**What is needed:**
Give back every entry, exactly as written.

**Available data:**
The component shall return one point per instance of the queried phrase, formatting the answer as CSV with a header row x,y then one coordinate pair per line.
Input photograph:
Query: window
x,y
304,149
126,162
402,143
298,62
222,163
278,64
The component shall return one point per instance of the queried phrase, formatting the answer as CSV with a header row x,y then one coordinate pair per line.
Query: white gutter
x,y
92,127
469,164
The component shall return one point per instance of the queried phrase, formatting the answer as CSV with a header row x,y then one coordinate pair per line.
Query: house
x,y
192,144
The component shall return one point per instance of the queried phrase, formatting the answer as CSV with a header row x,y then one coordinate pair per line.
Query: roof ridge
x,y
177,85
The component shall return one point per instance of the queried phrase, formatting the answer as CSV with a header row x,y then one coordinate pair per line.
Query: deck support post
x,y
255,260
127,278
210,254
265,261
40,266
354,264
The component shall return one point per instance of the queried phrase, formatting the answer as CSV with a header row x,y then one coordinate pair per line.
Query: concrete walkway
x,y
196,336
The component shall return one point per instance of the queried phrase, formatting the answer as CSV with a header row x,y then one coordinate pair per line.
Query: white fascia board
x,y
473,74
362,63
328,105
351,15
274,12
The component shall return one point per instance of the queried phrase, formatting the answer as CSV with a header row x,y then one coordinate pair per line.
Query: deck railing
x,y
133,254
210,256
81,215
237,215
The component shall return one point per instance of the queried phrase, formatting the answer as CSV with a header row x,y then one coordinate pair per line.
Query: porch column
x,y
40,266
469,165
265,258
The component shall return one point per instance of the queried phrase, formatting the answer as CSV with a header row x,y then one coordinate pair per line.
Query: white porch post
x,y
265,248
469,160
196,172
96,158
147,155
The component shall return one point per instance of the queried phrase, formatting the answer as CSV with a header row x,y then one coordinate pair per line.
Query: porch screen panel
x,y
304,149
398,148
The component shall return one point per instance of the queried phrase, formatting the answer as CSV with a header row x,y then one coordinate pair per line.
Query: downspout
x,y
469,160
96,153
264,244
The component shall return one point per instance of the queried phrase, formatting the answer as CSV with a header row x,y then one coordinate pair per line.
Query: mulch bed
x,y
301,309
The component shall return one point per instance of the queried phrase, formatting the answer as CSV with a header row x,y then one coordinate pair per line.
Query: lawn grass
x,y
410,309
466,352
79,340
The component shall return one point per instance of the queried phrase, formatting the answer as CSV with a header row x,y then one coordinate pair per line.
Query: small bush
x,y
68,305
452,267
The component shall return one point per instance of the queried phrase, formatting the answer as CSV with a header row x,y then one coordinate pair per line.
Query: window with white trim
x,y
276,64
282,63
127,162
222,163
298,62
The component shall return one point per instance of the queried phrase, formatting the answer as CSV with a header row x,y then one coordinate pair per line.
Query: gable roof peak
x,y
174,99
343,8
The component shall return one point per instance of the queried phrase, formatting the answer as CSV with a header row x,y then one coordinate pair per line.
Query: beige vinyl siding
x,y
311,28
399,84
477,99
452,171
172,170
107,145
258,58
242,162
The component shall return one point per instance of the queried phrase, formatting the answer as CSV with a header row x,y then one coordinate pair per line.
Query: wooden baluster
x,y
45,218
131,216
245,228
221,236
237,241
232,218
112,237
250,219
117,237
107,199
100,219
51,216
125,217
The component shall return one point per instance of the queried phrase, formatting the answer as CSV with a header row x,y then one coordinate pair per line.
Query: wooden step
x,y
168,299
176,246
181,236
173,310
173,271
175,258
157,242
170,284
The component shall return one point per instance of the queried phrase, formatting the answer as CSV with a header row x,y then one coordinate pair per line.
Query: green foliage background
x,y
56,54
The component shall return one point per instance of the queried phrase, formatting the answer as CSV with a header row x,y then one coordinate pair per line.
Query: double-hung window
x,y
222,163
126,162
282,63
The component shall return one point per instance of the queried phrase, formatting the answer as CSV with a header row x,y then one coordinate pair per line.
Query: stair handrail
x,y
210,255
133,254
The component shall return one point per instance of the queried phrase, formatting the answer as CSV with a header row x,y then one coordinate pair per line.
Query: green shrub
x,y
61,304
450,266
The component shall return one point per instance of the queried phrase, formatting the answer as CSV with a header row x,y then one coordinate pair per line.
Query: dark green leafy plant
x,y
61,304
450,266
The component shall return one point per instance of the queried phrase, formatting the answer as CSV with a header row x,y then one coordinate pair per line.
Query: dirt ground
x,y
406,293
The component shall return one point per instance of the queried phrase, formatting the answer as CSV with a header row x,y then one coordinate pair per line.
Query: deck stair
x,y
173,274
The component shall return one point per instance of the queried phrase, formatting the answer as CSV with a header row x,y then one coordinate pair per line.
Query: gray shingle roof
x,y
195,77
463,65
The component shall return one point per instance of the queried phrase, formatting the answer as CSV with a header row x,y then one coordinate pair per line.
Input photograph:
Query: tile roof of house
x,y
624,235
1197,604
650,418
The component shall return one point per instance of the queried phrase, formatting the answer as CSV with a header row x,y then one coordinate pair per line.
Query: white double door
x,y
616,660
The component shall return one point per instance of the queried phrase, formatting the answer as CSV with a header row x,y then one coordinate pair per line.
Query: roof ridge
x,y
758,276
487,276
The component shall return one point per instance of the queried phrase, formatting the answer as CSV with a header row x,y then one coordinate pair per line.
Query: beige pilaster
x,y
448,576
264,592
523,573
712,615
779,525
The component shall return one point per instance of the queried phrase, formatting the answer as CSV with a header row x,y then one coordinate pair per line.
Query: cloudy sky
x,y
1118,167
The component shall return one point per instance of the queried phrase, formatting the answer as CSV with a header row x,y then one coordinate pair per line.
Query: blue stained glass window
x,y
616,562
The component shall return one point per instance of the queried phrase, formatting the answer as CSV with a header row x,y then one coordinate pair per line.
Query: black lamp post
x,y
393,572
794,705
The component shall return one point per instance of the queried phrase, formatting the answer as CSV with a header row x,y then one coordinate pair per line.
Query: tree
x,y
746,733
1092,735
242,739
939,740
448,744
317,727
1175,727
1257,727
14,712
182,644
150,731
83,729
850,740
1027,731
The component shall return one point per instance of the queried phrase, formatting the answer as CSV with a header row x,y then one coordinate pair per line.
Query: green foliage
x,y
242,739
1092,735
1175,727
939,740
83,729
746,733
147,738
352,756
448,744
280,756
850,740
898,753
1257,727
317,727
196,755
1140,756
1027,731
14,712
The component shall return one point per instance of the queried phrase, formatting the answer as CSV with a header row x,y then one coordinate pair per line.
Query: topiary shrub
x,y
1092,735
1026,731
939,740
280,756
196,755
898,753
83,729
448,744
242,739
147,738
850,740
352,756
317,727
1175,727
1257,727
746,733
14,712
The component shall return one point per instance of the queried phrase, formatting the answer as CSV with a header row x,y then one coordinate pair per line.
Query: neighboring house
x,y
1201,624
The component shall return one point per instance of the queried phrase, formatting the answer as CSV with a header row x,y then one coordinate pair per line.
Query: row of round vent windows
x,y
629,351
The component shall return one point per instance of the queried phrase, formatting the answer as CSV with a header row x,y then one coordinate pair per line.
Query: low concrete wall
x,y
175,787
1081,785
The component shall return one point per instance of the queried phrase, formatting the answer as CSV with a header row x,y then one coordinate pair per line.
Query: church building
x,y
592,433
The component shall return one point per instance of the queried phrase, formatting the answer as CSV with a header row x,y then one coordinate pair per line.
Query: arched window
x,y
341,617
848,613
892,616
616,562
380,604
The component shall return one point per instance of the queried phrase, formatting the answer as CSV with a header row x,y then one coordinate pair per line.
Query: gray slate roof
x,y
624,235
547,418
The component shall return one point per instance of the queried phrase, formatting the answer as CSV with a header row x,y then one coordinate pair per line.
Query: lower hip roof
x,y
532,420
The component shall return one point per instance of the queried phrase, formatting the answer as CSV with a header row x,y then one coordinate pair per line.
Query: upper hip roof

**Solved problem:**
The component shall return one point per instance of the queried phrase, formatting the answer as CSV with a header row x,y then one coordinate pair per line.
Input photograph:
Query: window
x,y
304,149
126,162
402,143
298,62
222,163
278,64
The component shall return one point per instance of the queried phrase, formatting the answer as CSV with a header row x,y then one coordinate pair per line.
Query: white gutter
x,y
92,127
469,164
The component shall return one point per instance of the queried phrase, formatting the answer as CSV with a header row x,y then one coordinate pair per line.
Query: house
x,y
192,144
The component shall return one point per instance of the queried phrase, formatting the answer as CSV with a header row x,y then one coordinate pair per line.
Query: roof ridge
x,y
177,85
The component shall return one point per instance of the queried phrase, formatting the answer as CSV with a header row x,y then one coordinate pair per line.
Query: deck support post
x,y
255,260
127,278
210,254
265,261
40,266
354,264
The component shall return one point per instance of the queried phrase, formatting the answer as CSV with a header row x,y then one coordinate pair per line.
Query: concrete walkway
x,y
196,336
The component shall return one point per instance of the queried phrase, formatting the answer as CSV with a header row x,y then one coordinate pair per line.
Query: white fascia board
x,y
473,74
362,63
328,105
351,15
274,12
The component shall return one point per instance of the queried phrase, formatting the answer as CSV with a header row x,y then one coordinate pair per line.
Query: deck railing
x,y
133,254
210,256
81,215
237,215
The component shall return one point per instance of the queried phrase, formatting the answer as CSV with a header row x,y then one coordinate pair per line.
Query: porch column
x,y
40,266
469,165
265,258
The component shall return one point per instance of the queried phrase, formatting the answer as CSV with a header row x,y then one coordinate pair per line.
Query: white porch post
x,y
265,248
469,160
196,172
96,158
147,155
The component shall return one point per instance of the queried phrase, formatting the answer as CSV with a header row x,y then one coordinate pair per line.
Query: porch screen panel
x,y
304,149
398,148
The component shall return one point per instance of the queried phrase, formatting the answer as CSV with a header row x,y then one coordinate pair per line.
Query: downspout
x,y
469,160
96,153
264,244
The component shall return one point per instance of the queried phrase, formatting the answer as CSV with a header row x,y then one coordinate pair per line.
Query: mulch bed
x,y
301,309
The component shall return one point per instance of the queried phrase, formatting the answer as CSV with a header row x,y then one coordinate pair per line.
Query: lawn grass
x,y
410,309
466,352
79,340
The component shall return one point per instance of the queried phrase, formatting the answer as CSV with a header row x,y then one coordinate pair per line.
Query: small bush
x,y
68,305
452,267
The component shall return one point per instance of the queried phrase, formatting the answer as CSV with a header row x,y then one coordinate pair per line.
Query: window with white trim
x,y
276,64
282,63
127,162
222,163
298,62
The component shall return one point per instance of the queried phrase, formatting the answer as CSV with a header row x,y then one coordinate pair per line.
Query: gable roof peak
x,y
174,99
343,8
The component shall return one point per instance of the queried phrase, formatting the answer as CSV with a header row x,y then one coordinate pair per line.
Query: beige vinyl siding
x,y
311,28
399,84
477,99
452,171
172,170
107,145
258,58
242,162
The component shall return one point per instance of the queried phrase, formatting the answer as CSV with a header row x,y then one coordinate pair per line.
Query: wooden baluster
x,y
45,218
131,216
245,228
221,236
237,241
232,218
112,237
250,219
117,237
107,199
100,219
51,216
125,217
The component shall return one point per instance of the queried phrase, formatting the answer as CSV with a header row x,y then one coordinate pair per line.
Query: wooden step
x,y
168,299
176,246
181,236
173,310
173,271
175,258
157,242
170,284
The component shall return one point per instance of the queried phrase, formatting the answer as CSV with a header row x,y then one coordinate pair per line.
Query: green foliage background
x,y
56,54
The component shall return one point per instance of the queried phrase, formatting the answer as CSV with a header row x,y then one coordinate pair per line.
Query: double-hung window
x,y
222,163
126,162
282,63
The component shall return one point per instance of the queried phrase, formatting the answer as CSV with a header row x,y then one coordinate pair per line.
Query: stair handrail
x,y
210,255
133,254
The component shall return one point per instance of the queried phrase, formatting the answer as CSV with a header row x,y then one coordinate pair per line.
Query: green shrub
x,y
61,304
450,266
The component shall return one point per instance of the queried phrase, formatting the answer as CSV with a header row x,y then one coordinate pair per line.
Query: dark green leafy plant
x,y
61,304
450,266
The component shall return one point per instance of the queried phrase, formatting the answer as CSV with a header row x,y then one coordinate pair per line.
Query: dirt ground
x,y
406,293
The component shall return one point per instance of the queried phrase, formatting the answer as CSV with a header row x,y then one coordinate pair per line.
Query: deck stair
x,y
173,274
The component shall return one point per instance of the queried phrase, formatting the answer as CSV with a header row x,y then one coordinate pair per line.
Query: gray shingle roof
x,y
195,77
463,65
The component shall return one point per instance of the queried phrase, formatting the answer as CSV with a header row x,y then one coordinate pair per line.
Input photograph:
Query: tile roof of house
x,y
624,235
1197,604
650,418
The component shall return one point per instance of the queried phrase, formatting the answer as CSV with a header row x,y then one coordinate pair per line.
Query: white double door
x,y
616,660
The component shall return one point per instance of the queried phrase, formatting the answer as CSV with a header row x,y then one coordinate pair per line.
Query: roof ridge
x,y
758,276
487,276
The component shall return one point per instance of the queried phrase, formatting the answer as CSV with a header row x,y then one coordinate pair per line.
Query: beige pilaster
x,y
448,576
264,592
523,573
712,615
779,525
The component shall return one point per instance of the queried phrase, formatting the answer as CSV with a header row x,y then one coordinate pair per line.
Query: cloudy sky
x,y
1118,167
The component shall return one point per instance of the queried phrase, formatting the answer as CSV with a header row x,y then one coordinate pair per line.
Query: blue stained glass window
x,y
616,562
The component shall return one point per instance of the queried phrase, formatting the answer as CSV with a header row x,y then one coordinate pair per line.
Query: black lamp post
x,y
393,572
794,705
The component shall return one point per instance of the queried phrase, formatting the answer as CSV with a header row x,y then one coordinate pair per line.
Query: tree
x,y
746,733
1092,735
242,739
939,740
448,744
317,727
1175,727
1257,727
14,712
182,644
150,731
83,729
850,740
1027,731
The component shall return one point per instance of the queried phrase, formatting the answer as CSV with a header row x,y then one coordinate pair per line.
Query: green foliage
x,y
242,739
1092,735
1175,727
939,740
83,729
746,733
147,738
352,756
448,744
280,756
850,740
898,753
1257,727
317,727
196,755
1140,756
1027,731
14,712
The component shall return one point per instance of the queried phrase, formatting the answer as CSV with a header row x,y then one coordinate pair per line.
Query: topiary shrub
x,y
1092,735
1026,731
939,740
280,756
196,755
898,753
83,729
448,744
242,739
147,738
850,740
352,756
317,727
1175,727
1257,727
746,733
14,712
The component shall return one point per instance of the queried phrase, formatting the answer as CSV with a header row x,y then one coordinate pair per line.
Query: neighboring house
x,y
1201,624
The component shall return one point per instance of the queried phrase, formatting the answer as CSV with a header row x,y then one coordinate pair per line.
Query: row of round vent windows
x,y
629,351
The component shall return one point per instance of the queried phrase, formatting the answer as CSV with a header row x,y then one coordinate pair per line.
Query: low concrete wall
x,y
175,787
1081,785
The component shall return one point per instance of the queried phrase, formatting the answer as CSV with a header row x,y then one coordinate pair per line.
Query: church building
x,y
592,433
The component shall return one point per instance of the queried phrase, formatting the answer as CSV with a header row x,y then one coordinate pair per line.
Query: arched window
x,y
341,617
848,613
892,616
616,562
380,604
The component shall return one point per instance of the queried phrase, formatting the answer as CSV with a header row x,y then one coordinate pair per line.
Query: gray slate roof
x,y
624,235
547,418
The component shall return one point per instance of the queried phrase, formatting the answer as CSV with a header row x,y then one coordinate pair per line.
Query: lower hip roof
x,y
532,420
The component shall return one point per instance of the queried phrase, formatting the answer as CSV with a header row x,y then one coordinate pair per line.
Query: upper hip roof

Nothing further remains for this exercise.